WHAT IS NEEDED:
Starting at the line that has "Exercise. Locate the wooden step" and running through the last of the items, copy every line again, requests included, and shift each point coordinate in the answers up by 142.

Stored data entries

-=-=-=-=-

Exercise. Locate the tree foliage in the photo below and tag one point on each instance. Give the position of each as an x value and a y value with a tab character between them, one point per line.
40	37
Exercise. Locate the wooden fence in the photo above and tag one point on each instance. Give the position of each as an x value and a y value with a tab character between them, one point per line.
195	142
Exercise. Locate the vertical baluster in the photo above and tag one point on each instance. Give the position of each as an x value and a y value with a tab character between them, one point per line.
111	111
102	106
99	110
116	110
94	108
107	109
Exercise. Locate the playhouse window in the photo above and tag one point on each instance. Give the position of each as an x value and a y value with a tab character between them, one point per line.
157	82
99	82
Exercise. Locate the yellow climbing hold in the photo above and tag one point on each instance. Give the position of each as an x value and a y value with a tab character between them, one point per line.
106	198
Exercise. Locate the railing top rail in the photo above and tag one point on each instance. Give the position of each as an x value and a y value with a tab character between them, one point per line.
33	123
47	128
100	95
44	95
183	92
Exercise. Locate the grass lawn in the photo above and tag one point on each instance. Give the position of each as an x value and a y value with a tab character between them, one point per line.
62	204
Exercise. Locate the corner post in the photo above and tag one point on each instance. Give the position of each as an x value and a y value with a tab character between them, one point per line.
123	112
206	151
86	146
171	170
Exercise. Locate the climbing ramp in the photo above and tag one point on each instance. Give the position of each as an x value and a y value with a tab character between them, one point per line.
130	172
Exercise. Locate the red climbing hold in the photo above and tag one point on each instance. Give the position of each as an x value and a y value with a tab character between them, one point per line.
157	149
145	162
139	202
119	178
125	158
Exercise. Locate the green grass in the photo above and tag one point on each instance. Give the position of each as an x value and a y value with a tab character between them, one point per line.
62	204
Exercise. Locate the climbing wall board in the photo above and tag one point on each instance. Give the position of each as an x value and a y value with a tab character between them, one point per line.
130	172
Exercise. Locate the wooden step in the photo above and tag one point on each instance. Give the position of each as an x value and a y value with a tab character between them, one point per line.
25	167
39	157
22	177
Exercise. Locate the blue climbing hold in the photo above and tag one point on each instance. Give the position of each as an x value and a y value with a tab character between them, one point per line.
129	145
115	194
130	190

-=-=-=-=-

OUTPUT OF THE TASK:
Exercise. Locate the wooden step in the photo above and tag one point on each instance. Give the position of each as an x value and a y value with a tab character between them, one point per line.
167	309
181	299
164	319
Exercise. Locate the blue climbing hold in the photo above and tag one point on each instance. Give the position of each as an x value and a y value with a tab character between them, one point per line.
271	287
257	336
272	332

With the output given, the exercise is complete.